▶ [BRIEF] In the forum thread on stoves, write out word for word the passage that begins at the words "I do the pumping" and stops after "them out there.".

DOCUMENT EXCERPT start

Stoves??

85_Ranger4x4

Well-known member
steak in the garage! lol, im going to fully service it and see how i go, but in my head lighting a gas stove has to be easier!
I do the pumping thing and light it, it seems pretty straightforward. (y)

I have dabbled collecting Coleman stuff (mainly lanterns) for a couple years now. Generally if it doesn't work it is old fuel that has dried and is plugging something up or something about a bug blocking airflow. If they build and hold pressure an actual hard part is kinda rare to need replaced. There is a ton of info about how to work on them out there.

But I love tinkering with stuff like this, I use a 1961 200A lantern to monitor how stuff is cooking on my charcoal grille...
 

PeteSinc

New member
I live in UK and I bought a twin burner Partner Stove and Service kit direct from Partner a few years ago. Have you spoken to them direct?

DOCUMENT EXCERPT end
DATA EXCERPTS start

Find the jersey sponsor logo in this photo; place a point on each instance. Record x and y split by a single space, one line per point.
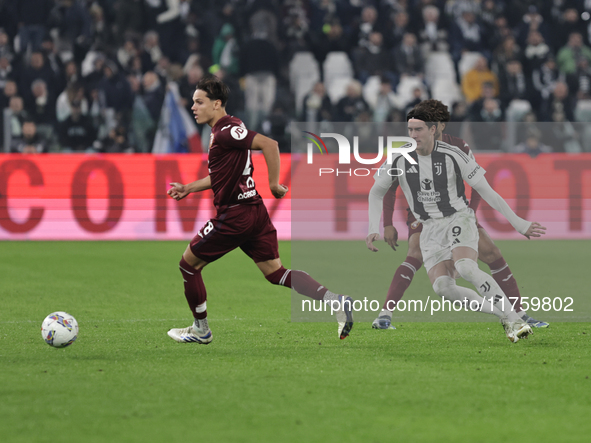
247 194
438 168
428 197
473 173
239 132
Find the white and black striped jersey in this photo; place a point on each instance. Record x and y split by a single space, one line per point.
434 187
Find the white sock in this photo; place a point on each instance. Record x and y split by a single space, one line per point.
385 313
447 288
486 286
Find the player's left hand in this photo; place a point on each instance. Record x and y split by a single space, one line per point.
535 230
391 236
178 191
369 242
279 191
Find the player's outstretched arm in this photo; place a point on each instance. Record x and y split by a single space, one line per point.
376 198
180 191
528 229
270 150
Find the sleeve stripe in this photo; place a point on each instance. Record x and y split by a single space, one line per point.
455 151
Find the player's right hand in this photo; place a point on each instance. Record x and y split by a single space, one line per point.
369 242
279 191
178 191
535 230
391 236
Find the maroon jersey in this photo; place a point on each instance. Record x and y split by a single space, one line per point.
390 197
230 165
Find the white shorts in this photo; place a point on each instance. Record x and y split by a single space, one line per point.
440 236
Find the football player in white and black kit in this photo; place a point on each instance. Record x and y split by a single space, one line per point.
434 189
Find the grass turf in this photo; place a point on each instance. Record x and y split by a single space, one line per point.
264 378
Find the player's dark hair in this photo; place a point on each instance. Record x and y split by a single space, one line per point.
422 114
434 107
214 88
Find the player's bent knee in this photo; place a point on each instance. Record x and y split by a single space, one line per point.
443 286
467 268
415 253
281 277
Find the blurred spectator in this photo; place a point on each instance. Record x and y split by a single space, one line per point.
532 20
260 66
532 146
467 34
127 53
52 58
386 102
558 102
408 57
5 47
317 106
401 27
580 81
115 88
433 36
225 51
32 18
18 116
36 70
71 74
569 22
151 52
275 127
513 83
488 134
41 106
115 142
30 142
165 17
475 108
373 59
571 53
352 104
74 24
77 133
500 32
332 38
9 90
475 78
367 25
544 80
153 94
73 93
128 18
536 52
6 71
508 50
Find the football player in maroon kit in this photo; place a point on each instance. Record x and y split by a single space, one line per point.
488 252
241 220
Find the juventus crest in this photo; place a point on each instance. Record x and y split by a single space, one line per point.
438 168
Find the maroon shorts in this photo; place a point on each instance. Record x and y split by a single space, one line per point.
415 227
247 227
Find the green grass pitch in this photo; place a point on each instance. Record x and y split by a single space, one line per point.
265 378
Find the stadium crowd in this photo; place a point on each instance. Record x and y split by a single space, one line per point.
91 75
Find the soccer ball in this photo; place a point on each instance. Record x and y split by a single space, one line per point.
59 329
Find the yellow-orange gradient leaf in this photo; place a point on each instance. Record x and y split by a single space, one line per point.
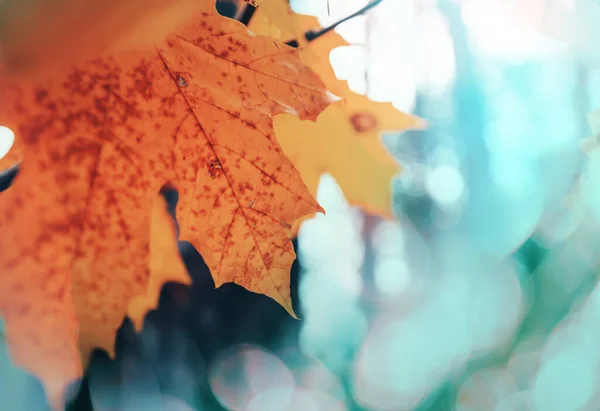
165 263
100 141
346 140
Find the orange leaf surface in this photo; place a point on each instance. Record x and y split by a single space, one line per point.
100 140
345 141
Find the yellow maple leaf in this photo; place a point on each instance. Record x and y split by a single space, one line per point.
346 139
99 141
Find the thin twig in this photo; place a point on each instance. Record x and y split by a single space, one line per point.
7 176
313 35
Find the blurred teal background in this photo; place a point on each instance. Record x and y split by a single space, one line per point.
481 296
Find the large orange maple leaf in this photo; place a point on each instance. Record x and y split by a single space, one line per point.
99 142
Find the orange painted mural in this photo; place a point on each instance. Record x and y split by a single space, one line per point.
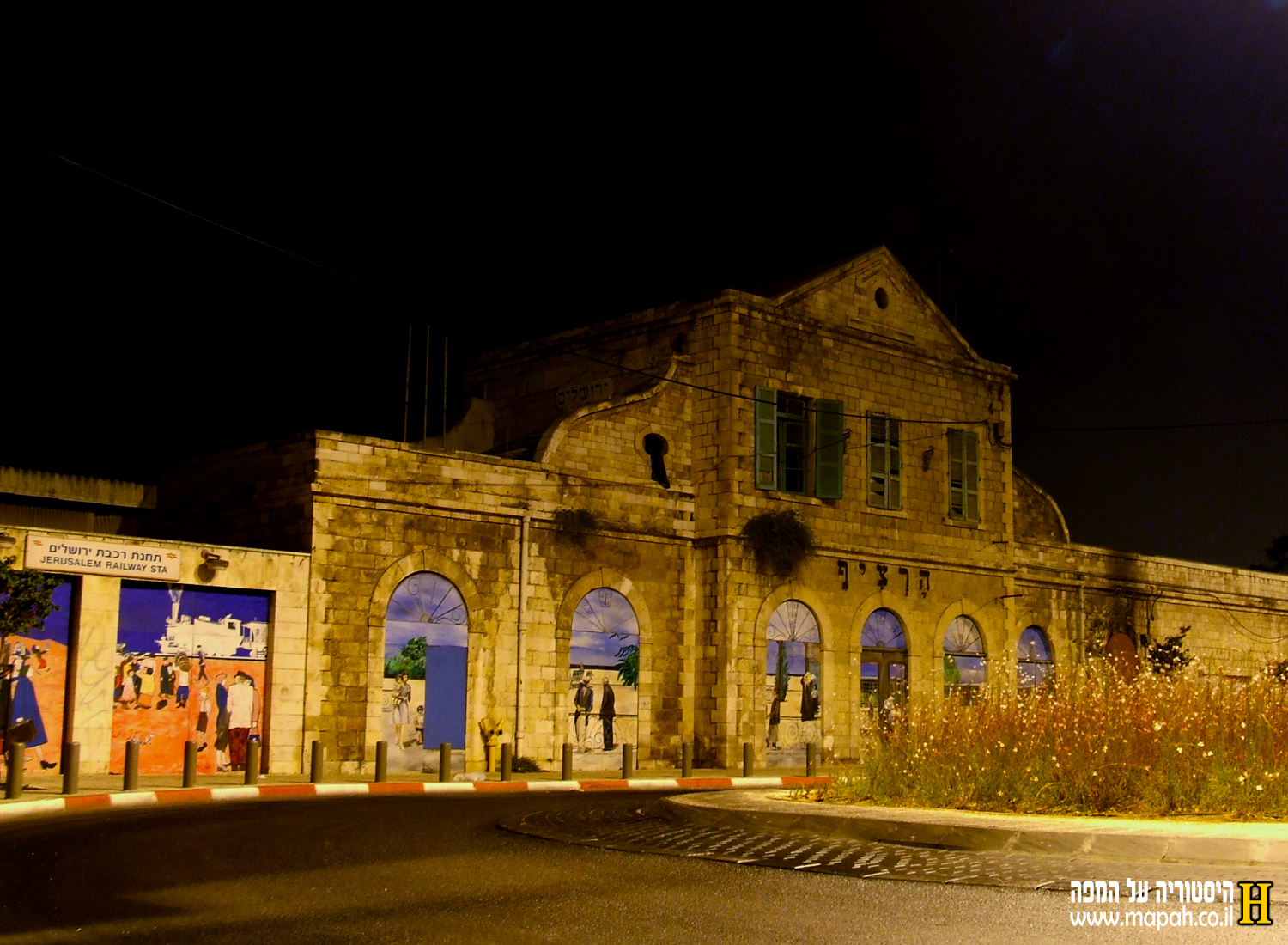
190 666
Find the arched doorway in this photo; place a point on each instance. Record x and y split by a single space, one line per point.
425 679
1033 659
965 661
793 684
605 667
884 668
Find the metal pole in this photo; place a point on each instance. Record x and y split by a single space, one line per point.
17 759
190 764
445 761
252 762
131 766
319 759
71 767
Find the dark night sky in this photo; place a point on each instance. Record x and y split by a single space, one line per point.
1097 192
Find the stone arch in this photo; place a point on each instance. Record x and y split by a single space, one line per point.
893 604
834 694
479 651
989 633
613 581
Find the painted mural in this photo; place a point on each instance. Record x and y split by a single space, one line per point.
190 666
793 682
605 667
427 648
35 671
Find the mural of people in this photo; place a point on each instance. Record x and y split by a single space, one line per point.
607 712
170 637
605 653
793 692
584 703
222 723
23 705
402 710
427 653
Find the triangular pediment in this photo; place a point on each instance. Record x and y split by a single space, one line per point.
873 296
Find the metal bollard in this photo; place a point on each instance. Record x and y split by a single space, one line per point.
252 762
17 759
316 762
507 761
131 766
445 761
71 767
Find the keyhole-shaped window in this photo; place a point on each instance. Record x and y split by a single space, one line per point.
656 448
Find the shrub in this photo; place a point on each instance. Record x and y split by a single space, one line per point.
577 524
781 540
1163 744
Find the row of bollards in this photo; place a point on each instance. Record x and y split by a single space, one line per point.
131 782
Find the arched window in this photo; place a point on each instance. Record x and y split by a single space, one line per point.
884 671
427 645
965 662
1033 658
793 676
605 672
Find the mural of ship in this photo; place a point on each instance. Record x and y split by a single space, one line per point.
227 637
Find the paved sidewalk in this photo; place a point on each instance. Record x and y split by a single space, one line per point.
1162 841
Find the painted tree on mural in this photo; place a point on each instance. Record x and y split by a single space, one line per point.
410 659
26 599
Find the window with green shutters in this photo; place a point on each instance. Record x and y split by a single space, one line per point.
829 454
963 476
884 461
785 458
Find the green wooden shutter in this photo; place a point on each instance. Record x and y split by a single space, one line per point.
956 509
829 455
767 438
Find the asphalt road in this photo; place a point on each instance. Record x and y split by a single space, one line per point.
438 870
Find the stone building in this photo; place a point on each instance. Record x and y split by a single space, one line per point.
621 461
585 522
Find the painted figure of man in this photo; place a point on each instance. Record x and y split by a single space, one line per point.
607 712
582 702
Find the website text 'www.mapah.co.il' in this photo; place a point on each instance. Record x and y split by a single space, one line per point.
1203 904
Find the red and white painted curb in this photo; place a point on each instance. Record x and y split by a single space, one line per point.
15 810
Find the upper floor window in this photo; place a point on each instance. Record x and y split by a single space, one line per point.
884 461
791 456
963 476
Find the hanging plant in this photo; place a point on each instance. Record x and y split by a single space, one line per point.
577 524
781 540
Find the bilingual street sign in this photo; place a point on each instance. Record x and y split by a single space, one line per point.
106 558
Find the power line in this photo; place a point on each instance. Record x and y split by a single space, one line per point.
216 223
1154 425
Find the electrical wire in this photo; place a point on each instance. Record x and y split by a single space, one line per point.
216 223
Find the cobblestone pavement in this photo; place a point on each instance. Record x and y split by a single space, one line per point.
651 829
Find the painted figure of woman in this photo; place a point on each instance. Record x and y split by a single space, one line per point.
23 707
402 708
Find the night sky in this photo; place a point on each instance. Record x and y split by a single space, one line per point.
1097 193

DATA EXCERPTS end

▶ [FULL OUTPUT]
I do the pumping thing and light it, it seems pretty straightforward. (y)

I have dabbled collecting Coleman stuff (mainly lanterns) for a couple years now. Generally if it doesn't work it is old fuel that has dried and is plugging something up or something about a bug blocking airflow. If they build and hold pressure an actual hard part is kinda rare to need replaced. There is a ton of info about how to work on them out there.